#### Kutipan Teks
● ● ●

Menurut Luthans (1998:144), terdapat tiga dimensi penting kepuasan kerja, yaitu :
1. kepuasan kerja adalah respon emosional terhadap situasi kerja
2. kepuasan kerja diartikan sebagai seberapa baik hasil yang diperoleh memenuhi harapan
3. kepuasan kerja menyajikan perhatian atau attitude yang berkaitan dengan pekerjaan.
Smith, et. al. yang dikutip Luthans (1998:145-146) menunjukkan adanya 6 faktor penting yang mempengaruhi kepuasan kerja karyawan yaitu :
1)
The work itself, the extent to which the job provides the individual
with interisting task, opportunities for learning, and the chance to
accept resposibility.
Pekerjaan itu sendiri, sejauhmana
karyawan memandang pekerjaannya sebagai pekerjaan yang menarik,
memberikan kesempatan untuk belajar, dan peluang untuk menerima tanggung
jawab.

● ● ●

#### Perintah Soal
Jelaskan dalam satu sampai tiga kalimat apa yang dimaksud dengan faktor "pekerjaan itu sendiri" menurut teks tentang kepuasan kerja.

● ● ●

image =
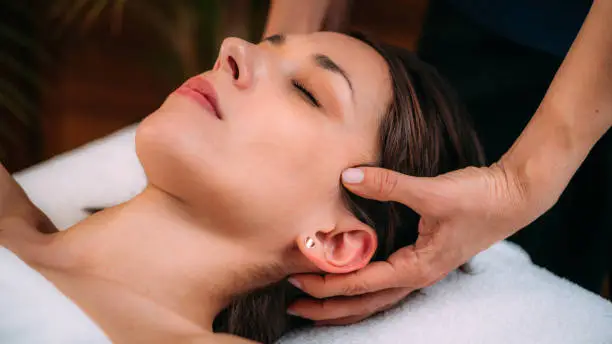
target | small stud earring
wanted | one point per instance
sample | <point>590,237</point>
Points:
<point>309,242</point>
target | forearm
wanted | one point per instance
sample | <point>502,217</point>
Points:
<point>574,114</point>
<point>291,16</point>
<point>16,207</point>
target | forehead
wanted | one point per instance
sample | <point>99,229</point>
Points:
<point>366,69</point>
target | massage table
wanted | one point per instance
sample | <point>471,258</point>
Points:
<point>505,299</point>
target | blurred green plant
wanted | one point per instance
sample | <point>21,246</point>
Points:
<point>32,31</point>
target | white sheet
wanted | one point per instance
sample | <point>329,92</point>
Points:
<point>506,300</point>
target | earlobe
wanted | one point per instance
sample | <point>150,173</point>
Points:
<point>341,250</point>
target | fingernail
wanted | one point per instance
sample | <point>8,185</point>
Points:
<point>352,176</point>
<point>295,282</point>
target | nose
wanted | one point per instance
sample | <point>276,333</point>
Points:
<point>238,58</point>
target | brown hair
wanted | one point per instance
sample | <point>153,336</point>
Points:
<point>425,132</point>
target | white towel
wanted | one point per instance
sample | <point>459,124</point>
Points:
<point>505,300</point>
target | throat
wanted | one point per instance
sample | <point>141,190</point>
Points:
<point>148,260</point>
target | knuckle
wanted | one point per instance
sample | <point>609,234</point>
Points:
<point>386,183</point>
<point>358,288</point>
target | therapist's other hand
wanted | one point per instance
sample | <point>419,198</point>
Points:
<point>462,213</point>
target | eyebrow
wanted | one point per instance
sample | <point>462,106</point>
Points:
<point>321,60</point>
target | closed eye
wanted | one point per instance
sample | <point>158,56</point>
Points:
<point>306,94</point>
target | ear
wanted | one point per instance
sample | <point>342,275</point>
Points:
<point>346,248</point>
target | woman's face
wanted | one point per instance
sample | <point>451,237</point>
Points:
<point>260,141</point>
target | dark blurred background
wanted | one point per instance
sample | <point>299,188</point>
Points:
<point>75,70</point>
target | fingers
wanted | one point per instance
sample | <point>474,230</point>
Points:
<point>386,185</point>
<point>374,277</point>
<point>342,321</point>
<point>348,309</point>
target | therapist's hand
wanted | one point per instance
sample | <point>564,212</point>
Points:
<point>462,213</point>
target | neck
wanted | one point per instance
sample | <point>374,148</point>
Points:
<point>154,247</point>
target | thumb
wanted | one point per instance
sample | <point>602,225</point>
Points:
<point>387,185</point>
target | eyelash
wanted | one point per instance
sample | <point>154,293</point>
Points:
<point>306,93</point>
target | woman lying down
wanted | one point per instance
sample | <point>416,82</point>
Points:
<point>243,165</point>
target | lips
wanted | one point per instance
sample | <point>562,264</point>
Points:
<point>203,92</point>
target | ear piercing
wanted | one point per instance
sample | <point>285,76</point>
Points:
<point>309,242</point>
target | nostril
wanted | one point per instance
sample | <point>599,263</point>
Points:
<point>234,66</point>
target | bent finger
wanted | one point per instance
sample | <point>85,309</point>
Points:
<point>374,277</point>
<point>336,308</point>
<point>387,185</point>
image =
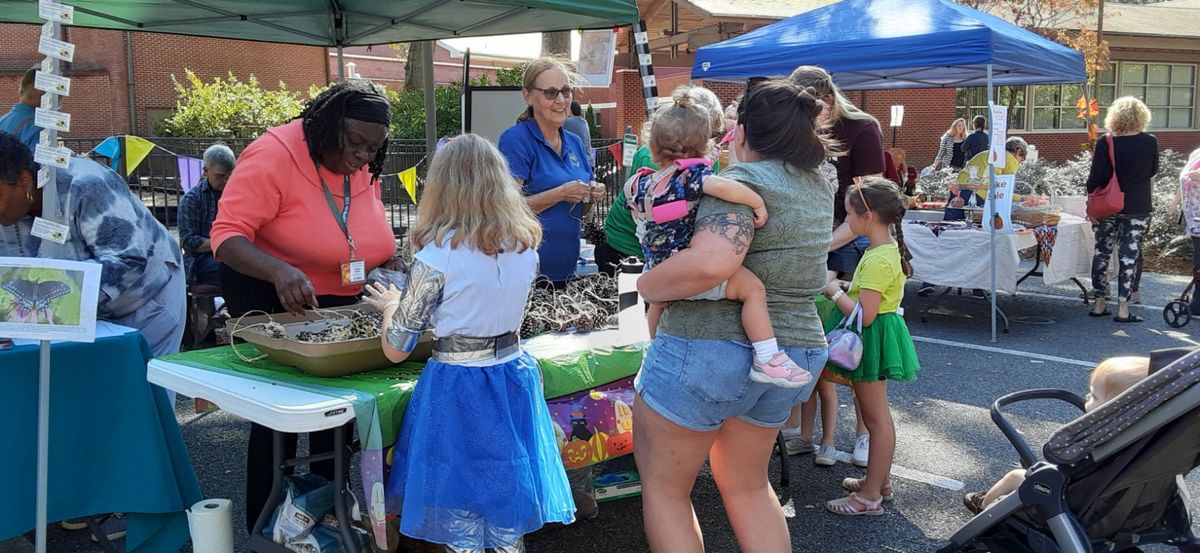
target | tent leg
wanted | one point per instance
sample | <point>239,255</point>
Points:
<point>431,114</point>
<point>341,65</point>
<point>991,194</point>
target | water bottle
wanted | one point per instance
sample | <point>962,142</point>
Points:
<point>630,308</point>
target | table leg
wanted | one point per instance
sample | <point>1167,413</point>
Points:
<point>1035,271</point>
<point>273,502</point>
<point>934,304</point>
<point>349,541</point>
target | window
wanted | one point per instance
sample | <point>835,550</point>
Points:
<point>1167,89</point>
<point>973,101</point>
<point>1054,107</point>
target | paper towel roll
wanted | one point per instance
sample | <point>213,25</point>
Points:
<point>210,522</point>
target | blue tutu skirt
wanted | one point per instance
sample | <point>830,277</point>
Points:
<point>477,463</point>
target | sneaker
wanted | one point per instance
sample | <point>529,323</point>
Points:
<point>799,446</point>
<point>780,371</point>
<point>862,448</point>
<point>826,456</point>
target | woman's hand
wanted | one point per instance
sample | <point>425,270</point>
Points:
<point>294,289</point>
<point>381,298</point>
<point>574,191</point>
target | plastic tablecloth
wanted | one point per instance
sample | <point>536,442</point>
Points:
<point>963,257</point>
<point>115,445</point>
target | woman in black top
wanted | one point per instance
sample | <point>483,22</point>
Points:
<point>1137,161</point>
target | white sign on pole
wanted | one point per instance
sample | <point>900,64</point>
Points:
<point>55,48</point>
<point>1001,200</point>
<point>51,119</point>
<point>999,134</point>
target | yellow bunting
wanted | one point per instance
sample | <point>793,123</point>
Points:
<point>408,178</point>
<point>136,150</point>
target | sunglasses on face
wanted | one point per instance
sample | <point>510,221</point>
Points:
<point>552,94</point>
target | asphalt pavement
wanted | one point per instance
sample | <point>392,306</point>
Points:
<point>947,444</point>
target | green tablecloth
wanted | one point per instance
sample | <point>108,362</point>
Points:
<point>114,443</point>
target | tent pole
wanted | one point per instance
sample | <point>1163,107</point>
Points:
<point>991,209</point>
<point>431,114</point>
<point>341,65</point>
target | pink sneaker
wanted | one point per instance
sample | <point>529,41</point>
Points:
<point>780,371</point>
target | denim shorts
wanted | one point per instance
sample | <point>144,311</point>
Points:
<point>699,384</point>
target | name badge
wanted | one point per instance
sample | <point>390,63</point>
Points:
<point>49,230</point>
<point>354,271</point>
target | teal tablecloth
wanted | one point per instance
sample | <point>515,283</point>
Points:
<point>114,443</point>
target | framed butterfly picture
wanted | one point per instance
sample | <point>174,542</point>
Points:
<point>48,299</point>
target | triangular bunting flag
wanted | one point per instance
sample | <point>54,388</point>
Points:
<point>136,150</point>
<point>408,178</point>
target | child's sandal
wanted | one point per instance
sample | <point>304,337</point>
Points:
<point>856,485</point>
<point>855,506</point>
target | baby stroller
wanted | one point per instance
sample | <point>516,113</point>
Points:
<point>1111,479</point>
<point>1179,312</point>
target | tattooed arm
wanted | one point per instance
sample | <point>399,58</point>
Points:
<point>717,251</point>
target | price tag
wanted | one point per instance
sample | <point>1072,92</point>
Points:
<point>49,230</point>
<point>52,155</point>
<point>55,48</point>
<point>49,119</point>
<point>52,83</point>
<point>54,11</point>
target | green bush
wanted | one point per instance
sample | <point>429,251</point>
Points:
<point>228,107</point>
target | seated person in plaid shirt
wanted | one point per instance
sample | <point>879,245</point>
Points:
<point>197,209</point>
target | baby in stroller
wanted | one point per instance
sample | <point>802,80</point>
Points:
<point>1109,379</point>
<point>1110,480</point>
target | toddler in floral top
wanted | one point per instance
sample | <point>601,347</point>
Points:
<point>664,206</point>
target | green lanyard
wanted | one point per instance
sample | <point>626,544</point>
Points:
<point>343,216</point>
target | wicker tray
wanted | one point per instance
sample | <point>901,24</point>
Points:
<point>336,359</point>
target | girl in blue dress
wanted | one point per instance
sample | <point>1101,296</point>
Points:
<point>477,464</point>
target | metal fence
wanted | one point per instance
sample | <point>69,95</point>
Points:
<point>156,180</point>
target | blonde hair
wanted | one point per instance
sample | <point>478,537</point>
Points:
<point>1127,115</point>
<point>468,191</point>
<point>701,96</point>
<point>822,82</point>
<point>954,124</point>
<point>1117,374</point>
<point>539,66</point>
<point>684,127</point>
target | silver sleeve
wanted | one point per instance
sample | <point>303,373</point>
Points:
<point>417,304</point>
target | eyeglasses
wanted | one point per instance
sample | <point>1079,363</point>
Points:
<point>552,94</point>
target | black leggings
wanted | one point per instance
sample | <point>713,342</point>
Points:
<point>1128,230</point>
<point>244,294</point>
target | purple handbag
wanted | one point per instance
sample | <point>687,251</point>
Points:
<point>846,341</point>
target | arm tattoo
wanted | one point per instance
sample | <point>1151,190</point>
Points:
<point>737,228</point>
<point>417,304</point>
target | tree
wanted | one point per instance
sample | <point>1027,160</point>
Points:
<point>228,107</point>
<point>556,43</point>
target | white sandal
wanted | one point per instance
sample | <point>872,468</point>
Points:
<point>846,506</point>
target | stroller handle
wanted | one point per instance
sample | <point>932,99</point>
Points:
<point>1009,431</point>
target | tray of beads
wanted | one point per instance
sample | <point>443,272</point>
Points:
<point>329,342</point>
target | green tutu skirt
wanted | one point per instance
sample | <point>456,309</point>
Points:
<point>888,353</point>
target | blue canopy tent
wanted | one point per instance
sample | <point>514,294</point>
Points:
<point>873,44</point>
<point>879,44</point>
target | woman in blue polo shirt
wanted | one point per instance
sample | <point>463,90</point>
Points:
<point>551,166</point>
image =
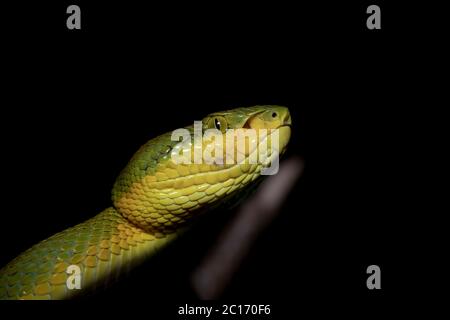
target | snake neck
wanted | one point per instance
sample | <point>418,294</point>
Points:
<point>101,249</point>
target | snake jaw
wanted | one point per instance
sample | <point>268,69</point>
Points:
<point>165,196</point>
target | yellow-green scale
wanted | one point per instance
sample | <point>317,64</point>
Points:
<point>102,247</point>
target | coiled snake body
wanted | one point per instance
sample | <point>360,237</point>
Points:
<point>153,200</point>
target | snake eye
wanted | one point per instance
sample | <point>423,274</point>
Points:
<point>217,124</point>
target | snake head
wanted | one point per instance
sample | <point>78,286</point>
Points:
<point>160,195</point>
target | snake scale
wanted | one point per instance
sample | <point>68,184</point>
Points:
<point>154,200</point>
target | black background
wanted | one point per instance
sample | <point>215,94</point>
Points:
<point>82,102</point>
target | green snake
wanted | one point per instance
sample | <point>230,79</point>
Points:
<point>154,200</point>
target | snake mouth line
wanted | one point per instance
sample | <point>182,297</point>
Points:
<point>246,160</point>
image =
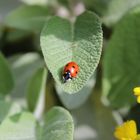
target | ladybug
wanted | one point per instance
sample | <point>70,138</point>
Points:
<point>71,70</point>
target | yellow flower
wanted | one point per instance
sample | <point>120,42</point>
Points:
<point>137,93</point>
<point>127,131</point>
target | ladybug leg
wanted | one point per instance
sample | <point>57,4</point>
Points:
<point>67,76</point>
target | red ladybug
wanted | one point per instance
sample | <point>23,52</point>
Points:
<point>70,71</point>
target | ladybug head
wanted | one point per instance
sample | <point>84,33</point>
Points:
<point>67,76</point>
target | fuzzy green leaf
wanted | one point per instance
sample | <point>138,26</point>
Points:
<point>58,125</point>
<point>111,11</point>
<point>6,78</point>
<point>8,109</point>
<point>72,101</point>
<point>81,42</point>
<point>28,18</point>
<point>18,127</point>
<point>121,61</point>
<point>23,67</point>
<point>36,87</point>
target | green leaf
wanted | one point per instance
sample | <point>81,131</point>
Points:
<point>121,61</point>
<point>8,109</point>
<point>6,77</point>
<point>72,101</point>
<point>28,18</point>
<point>94,121</point>
<point>6,6</point>
<point>111,11</point>
<point>36,85</point>
<point>35,2</point>
<point>18,127</point>
<point>23,67</point>
<point>58,125</point>
<point>81,42</point>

● ● ●

#### Jawaban Soal
Faktor "pekerjaan itu sendiri" adalah sejauh mana karyawan memandang pekerjaannya sebagai pekerjaan yang menarik, yang memberikan kesempatan untuk belajar, dan yang memberi peluang untuk menerima tanggung jawab. Faktor ini merupakan yang pertama dari enam faktor penting yang memengaruhi kepuasan kerja karyawan menurut Smith, et. al. yang dikutip Luthans.